Short problem
Look for the line with "Identify the front" in the entries below, then extract that line and all lines after it exactly, with pictures left out.

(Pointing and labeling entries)

##############################

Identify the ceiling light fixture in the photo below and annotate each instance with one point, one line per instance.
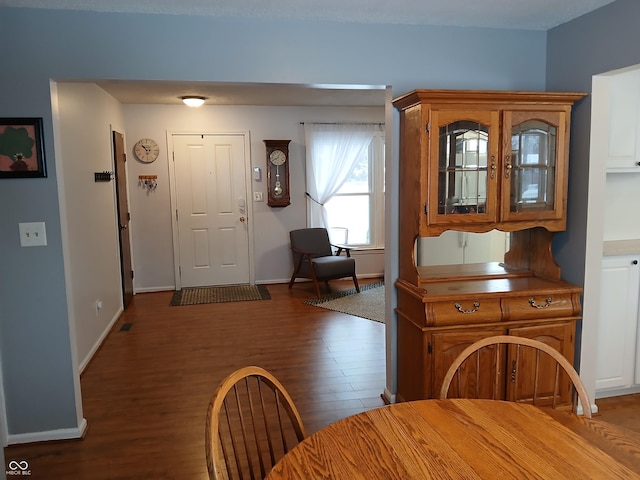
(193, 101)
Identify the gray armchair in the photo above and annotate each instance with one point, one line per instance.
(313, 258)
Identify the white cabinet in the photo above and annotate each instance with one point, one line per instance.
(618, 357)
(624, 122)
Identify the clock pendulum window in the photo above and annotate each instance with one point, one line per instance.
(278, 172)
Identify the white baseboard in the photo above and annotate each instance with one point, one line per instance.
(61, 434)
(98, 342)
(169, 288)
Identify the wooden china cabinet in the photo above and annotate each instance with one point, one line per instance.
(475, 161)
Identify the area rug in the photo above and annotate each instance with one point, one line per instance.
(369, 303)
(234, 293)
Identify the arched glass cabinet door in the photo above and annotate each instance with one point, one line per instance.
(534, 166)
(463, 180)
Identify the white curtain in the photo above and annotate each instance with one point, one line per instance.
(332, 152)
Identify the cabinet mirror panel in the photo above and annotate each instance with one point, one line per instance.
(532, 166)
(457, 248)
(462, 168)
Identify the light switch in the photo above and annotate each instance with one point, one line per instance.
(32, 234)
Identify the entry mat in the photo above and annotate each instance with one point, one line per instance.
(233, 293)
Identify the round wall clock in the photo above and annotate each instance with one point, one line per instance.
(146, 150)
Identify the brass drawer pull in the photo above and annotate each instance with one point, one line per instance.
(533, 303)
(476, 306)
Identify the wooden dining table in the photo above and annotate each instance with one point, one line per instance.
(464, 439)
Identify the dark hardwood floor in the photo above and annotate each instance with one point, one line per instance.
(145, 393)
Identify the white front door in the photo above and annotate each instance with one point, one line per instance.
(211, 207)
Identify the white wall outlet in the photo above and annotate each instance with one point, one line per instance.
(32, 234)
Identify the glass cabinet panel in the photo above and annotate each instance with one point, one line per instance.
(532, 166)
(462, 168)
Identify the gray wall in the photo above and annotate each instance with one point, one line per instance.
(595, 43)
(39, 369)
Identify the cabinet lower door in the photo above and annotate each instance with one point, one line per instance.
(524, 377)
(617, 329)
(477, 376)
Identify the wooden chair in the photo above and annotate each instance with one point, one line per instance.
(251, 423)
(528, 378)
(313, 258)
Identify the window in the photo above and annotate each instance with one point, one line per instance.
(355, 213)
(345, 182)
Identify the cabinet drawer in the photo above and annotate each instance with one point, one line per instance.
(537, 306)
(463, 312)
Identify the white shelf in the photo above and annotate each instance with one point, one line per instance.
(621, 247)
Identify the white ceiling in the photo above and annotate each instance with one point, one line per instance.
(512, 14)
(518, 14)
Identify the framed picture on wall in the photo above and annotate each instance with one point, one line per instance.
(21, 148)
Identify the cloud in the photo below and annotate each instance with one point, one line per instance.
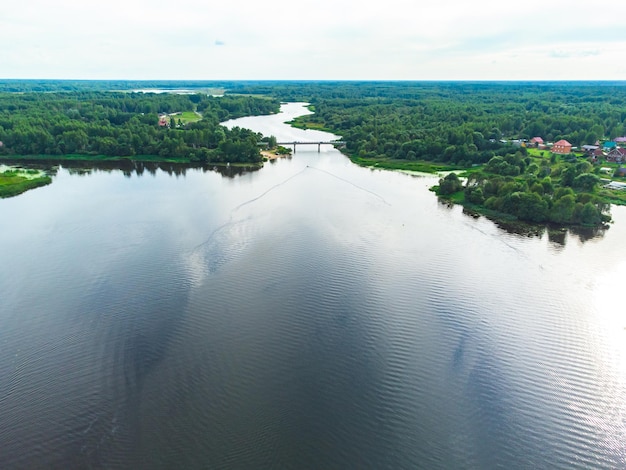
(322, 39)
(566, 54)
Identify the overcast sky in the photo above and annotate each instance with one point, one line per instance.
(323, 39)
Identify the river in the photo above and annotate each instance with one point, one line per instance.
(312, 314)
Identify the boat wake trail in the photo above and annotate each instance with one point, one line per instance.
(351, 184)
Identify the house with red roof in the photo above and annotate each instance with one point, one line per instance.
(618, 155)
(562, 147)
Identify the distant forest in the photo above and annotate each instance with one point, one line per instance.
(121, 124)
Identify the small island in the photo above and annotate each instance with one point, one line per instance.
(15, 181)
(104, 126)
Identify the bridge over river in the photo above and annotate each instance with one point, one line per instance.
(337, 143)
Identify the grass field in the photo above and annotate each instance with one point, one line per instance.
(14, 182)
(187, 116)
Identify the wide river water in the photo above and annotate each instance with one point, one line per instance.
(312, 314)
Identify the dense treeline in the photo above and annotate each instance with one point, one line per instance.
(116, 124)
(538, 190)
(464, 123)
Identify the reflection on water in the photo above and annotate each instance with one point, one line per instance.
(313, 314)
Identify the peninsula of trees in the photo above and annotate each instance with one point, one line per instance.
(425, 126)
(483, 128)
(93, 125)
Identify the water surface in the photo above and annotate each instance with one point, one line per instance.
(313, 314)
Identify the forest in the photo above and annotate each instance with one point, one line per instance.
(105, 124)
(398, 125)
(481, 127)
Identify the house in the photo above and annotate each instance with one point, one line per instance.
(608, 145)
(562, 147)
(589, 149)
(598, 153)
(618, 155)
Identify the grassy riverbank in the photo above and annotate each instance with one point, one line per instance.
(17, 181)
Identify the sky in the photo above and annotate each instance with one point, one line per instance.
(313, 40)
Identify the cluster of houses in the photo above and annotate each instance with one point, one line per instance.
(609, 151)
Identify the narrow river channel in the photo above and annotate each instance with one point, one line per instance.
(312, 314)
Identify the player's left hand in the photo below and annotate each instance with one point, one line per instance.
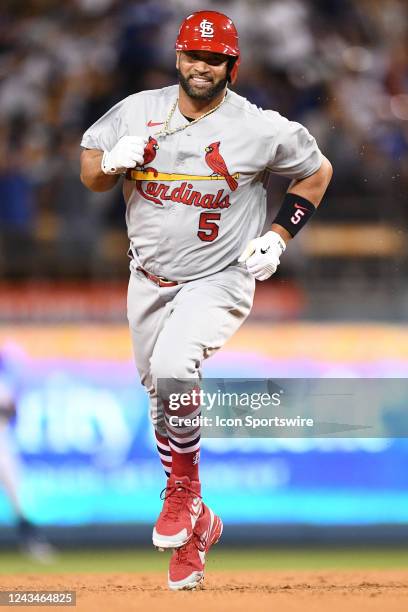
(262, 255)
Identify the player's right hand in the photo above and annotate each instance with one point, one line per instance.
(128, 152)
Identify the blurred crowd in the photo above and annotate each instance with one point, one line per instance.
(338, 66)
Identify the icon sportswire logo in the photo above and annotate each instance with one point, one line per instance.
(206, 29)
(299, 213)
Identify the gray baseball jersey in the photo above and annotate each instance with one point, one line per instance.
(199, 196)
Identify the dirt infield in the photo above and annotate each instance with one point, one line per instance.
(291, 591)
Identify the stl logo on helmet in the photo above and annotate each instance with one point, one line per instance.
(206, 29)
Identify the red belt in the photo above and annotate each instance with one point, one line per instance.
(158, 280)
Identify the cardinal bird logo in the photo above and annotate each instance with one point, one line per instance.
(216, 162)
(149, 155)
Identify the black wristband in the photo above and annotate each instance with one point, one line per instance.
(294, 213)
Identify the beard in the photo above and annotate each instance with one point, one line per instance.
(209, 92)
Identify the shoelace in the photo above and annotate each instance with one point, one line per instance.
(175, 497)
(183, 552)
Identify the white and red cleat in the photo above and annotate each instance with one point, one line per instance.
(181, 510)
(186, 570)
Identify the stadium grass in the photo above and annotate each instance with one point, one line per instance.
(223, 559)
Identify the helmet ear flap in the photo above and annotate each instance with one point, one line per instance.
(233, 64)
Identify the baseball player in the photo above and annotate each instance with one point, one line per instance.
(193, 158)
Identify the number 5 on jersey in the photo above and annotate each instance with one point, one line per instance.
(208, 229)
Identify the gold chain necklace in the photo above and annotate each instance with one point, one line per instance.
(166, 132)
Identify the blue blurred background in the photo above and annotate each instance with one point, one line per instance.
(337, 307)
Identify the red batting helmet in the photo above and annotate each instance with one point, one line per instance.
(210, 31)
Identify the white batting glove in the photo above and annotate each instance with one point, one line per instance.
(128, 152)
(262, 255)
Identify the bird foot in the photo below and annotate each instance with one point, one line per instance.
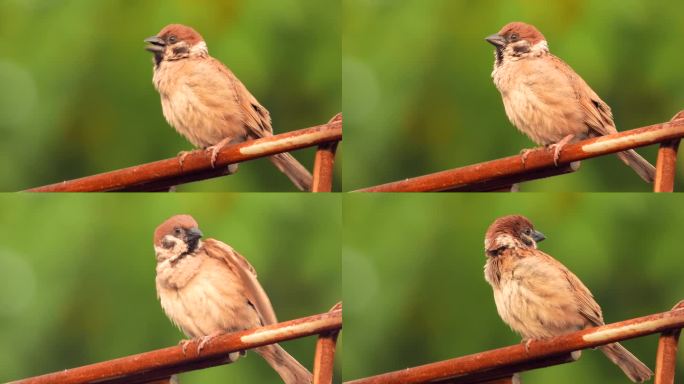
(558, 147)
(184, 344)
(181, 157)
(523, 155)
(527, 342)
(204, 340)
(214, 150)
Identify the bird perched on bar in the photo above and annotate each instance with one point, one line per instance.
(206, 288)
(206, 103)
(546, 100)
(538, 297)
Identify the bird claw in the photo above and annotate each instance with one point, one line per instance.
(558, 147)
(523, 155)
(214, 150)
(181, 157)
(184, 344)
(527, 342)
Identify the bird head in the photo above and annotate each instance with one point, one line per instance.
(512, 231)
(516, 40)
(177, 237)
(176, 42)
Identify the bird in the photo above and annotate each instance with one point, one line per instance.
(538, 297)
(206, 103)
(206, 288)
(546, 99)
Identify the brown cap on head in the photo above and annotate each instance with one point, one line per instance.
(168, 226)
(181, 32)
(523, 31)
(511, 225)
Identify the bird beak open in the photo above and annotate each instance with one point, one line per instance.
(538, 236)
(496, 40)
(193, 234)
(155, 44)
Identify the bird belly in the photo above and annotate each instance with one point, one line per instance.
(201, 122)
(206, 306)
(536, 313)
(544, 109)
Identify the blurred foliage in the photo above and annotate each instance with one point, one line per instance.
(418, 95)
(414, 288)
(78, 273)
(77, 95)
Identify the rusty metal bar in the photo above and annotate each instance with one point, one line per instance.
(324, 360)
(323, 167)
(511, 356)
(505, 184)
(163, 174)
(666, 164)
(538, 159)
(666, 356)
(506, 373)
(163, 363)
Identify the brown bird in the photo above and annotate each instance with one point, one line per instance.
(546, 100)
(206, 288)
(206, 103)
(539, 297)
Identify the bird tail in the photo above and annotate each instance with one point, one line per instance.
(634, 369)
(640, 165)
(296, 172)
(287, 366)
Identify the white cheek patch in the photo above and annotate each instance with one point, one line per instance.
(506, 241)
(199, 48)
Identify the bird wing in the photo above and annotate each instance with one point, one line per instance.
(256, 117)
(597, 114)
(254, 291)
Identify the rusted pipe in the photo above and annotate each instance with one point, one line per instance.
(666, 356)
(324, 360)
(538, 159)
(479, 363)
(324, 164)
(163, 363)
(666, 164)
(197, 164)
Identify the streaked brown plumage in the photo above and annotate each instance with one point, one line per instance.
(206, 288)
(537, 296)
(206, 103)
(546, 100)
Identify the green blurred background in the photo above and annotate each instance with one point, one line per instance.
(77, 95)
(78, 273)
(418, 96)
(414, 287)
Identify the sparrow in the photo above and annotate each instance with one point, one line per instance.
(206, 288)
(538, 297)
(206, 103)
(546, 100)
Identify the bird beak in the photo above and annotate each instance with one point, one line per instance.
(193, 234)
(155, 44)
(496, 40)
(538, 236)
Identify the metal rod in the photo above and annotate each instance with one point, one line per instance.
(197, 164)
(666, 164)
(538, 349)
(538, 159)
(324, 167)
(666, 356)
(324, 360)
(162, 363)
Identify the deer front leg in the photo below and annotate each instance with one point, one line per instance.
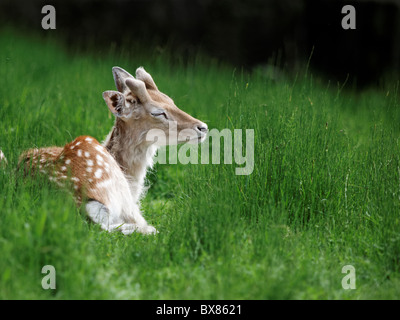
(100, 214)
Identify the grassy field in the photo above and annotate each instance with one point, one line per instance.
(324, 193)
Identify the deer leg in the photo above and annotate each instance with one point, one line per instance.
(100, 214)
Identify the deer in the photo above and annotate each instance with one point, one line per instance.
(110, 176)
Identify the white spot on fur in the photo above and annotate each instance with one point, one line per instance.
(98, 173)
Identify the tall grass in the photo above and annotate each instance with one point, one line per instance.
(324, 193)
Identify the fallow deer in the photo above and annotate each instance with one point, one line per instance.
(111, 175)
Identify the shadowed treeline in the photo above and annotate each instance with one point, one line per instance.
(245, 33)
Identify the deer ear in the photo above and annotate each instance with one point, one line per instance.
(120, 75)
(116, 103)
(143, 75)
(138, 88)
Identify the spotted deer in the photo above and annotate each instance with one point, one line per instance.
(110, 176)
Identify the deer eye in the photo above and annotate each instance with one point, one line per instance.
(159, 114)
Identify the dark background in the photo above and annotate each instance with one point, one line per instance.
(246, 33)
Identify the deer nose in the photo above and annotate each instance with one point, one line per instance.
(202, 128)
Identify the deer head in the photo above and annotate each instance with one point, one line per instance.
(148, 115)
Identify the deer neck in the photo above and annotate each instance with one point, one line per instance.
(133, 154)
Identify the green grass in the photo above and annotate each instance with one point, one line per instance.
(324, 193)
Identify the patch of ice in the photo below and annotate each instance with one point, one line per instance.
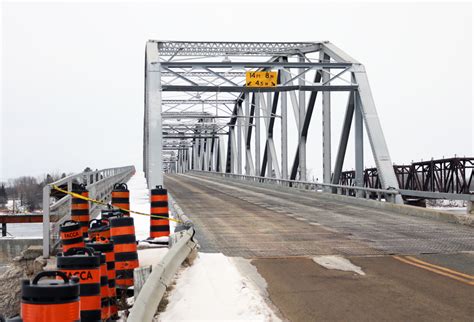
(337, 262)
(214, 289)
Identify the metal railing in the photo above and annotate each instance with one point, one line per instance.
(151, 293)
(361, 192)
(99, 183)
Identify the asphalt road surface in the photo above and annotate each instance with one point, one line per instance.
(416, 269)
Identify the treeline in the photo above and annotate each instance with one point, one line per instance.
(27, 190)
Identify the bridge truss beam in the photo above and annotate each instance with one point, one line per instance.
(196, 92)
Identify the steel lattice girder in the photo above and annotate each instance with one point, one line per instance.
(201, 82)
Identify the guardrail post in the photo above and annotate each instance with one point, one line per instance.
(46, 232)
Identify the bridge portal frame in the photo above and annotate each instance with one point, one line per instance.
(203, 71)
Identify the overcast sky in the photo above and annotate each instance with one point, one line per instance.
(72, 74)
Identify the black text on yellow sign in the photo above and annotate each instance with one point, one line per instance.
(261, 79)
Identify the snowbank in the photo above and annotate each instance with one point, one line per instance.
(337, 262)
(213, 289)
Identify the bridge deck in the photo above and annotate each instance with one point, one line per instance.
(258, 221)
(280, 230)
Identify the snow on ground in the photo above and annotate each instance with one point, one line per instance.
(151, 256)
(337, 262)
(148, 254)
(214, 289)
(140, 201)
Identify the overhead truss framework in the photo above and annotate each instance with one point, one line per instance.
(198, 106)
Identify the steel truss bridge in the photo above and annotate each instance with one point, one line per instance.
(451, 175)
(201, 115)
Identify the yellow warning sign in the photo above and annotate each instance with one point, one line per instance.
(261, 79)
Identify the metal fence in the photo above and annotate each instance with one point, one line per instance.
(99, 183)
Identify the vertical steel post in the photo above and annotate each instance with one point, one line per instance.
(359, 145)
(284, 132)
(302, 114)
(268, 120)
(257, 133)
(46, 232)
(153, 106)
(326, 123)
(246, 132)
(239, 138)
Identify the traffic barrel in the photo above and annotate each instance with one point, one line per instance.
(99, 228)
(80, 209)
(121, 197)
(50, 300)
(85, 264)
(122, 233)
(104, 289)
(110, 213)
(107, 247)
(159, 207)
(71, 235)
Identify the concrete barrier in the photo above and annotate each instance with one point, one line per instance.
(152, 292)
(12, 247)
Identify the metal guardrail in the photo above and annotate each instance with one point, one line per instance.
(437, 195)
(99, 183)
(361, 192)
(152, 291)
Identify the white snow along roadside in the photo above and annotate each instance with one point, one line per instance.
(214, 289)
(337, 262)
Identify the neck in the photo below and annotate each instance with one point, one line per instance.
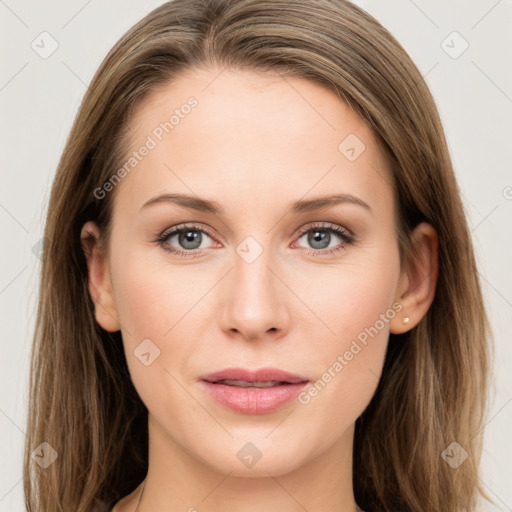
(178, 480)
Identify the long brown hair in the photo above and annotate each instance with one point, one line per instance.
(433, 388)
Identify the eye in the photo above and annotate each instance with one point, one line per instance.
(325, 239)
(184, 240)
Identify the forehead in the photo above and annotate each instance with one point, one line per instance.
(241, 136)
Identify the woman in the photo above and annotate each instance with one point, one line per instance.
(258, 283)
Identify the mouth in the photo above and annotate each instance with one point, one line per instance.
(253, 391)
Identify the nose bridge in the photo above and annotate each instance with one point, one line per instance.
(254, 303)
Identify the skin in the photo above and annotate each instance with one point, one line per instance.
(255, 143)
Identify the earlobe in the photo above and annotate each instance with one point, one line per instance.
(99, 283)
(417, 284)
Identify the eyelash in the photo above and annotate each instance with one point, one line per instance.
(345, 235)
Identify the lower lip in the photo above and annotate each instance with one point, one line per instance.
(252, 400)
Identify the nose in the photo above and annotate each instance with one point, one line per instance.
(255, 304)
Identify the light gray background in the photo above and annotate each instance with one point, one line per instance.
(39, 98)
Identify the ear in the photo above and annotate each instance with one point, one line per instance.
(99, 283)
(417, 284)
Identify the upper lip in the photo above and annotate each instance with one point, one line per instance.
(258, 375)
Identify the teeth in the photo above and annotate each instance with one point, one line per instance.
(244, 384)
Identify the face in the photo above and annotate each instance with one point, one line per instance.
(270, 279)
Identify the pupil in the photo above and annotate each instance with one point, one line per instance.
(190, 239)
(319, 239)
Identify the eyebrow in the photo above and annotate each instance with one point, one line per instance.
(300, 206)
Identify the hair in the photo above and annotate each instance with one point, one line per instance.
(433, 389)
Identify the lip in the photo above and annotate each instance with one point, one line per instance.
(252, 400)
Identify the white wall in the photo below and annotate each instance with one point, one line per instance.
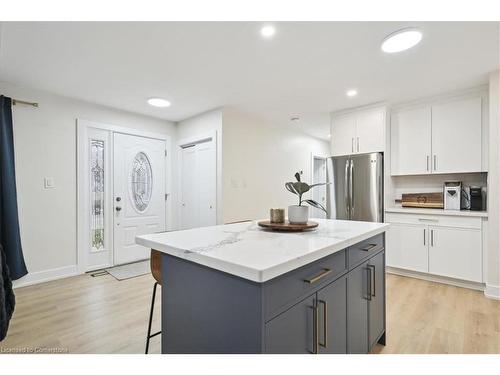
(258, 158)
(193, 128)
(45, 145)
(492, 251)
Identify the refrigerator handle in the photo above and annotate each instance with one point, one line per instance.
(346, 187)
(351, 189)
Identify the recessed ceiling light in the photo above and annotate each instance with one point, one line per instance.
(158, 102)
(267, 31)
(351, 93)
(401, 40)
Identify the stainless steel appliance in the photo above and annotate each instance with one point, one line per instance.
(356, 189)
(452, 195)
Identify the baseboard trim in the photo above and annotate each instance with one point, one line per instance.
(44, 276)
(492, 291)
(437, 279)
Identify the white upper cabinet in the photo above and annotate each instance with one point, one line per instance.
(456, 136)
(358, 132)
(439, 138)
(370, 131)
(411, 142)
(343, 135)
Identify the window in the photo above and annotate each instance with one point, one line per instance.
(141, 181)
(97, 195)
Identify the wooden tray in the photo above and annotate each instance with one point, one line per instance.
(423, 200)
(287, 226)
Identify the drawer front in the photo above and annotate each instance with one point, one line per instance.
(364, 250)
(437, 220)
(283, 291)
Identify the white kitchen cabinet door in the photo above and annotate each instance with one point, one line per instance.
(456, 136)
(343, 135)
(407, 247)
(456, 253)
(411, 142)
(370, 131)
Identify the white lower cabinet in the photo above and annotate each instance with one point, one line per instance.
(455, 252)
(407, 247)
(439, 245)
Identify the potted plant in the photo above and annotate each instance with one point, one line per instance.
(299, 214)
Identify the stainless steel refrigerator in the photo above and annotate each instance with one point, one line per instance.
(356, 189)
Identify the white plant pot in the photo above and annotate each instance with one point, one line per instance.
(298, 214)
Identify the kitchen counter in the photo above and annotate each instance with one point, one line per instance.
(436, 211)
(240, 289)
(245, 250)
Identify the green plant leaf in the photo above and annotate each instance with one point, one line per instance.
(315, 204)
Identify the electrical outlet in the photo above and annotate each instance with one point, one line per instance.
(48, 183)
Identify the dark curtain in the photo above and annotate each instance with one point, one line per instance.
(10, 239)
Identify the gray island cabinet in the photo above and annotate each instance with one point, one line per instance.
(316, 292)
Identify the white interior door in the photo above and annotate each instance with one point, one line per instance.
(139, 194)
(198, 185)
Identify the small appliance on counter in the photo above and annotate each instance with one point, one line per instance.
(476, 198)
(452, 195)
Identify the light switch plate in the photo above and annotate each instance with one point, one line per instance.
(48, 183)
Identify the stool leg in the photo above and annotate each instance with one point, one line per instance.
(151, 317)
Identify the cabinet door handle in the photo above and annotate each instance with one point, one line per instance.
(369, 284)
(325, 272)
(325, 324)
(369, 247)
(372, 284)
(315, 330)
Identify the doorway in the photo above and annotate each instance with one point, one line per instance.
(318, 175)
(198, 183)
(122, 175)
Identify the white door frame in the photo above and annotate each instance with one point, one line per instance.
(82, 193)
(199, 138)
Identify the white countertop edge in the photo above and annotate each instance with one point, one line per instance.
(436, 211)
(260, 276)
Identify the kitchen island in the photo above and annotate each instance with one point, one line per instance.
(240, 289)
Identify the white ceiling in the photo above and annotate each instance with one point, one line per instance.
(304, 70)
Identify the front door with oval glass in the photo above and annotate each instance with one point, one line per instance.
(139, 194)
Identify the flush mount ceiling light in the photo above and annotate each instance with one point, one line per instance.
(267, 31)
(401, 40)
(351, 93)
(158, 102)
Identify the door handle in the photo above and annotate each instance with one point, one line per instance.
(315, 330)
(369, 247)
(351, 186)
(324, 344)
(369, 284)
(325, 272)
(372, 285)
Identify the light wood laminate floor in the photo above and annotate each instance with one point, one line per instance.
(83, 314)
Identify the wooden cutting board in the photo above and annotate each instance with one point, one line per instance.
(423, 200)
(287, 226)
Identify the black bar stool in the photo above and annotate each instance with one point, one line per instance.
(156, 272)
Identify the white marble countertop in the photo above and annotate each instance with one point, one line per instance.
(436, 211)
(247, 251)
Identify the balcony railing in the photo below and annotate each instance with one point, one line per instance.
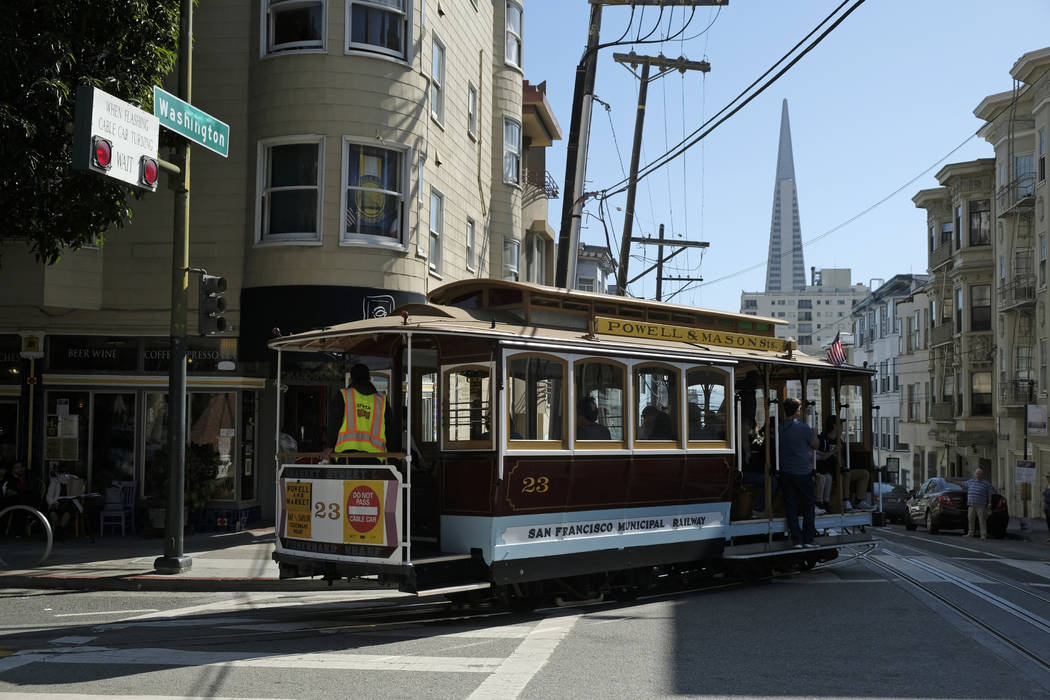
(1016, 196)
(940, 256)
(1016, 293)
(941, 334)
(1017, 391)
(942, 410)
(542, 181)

##############################

Reply to the exercise
Identify the front door with oval glass in the photo above and annotate each instance with one point, one line per instance.
(139, 194)
Identify the flush mount ceiling light in the photo above and annotate each instance with one point, one line per instance.
(267, 31)
(401, 40)
(351, 93)
(158, 102)
Identify the door handle in the photo above and annotate each instance with one point, one line per instance.
(315, 330)
(369, 247)
(351, 186)
(324, 344)
(369, 284)
(325, 272)
(372, 285)
Identify the light wood laminate floor in the photo above and annotate each instance with one point, one line per instance.
(83, 314)
Identify the wooden cutting board in the photo above and annotate each instance with one point, one line per instance.
(423, 200)
(287, 226)
Identify the black bar stool in the photo above and annotate each instance with one point, one line per instance.
(156, 272)
Identify the white marble countertop in the photo above and annotate each instance with one point, one line per instance.
(436, 211)
(247, 251)
Identify the balcony railing in the photo below and annotate each instance with one point, one line per instance.
(1016, 196)
(940, 256)
(1016, 293)
(941, 334)
(1017, 391)
(942, 410)
(542, 181)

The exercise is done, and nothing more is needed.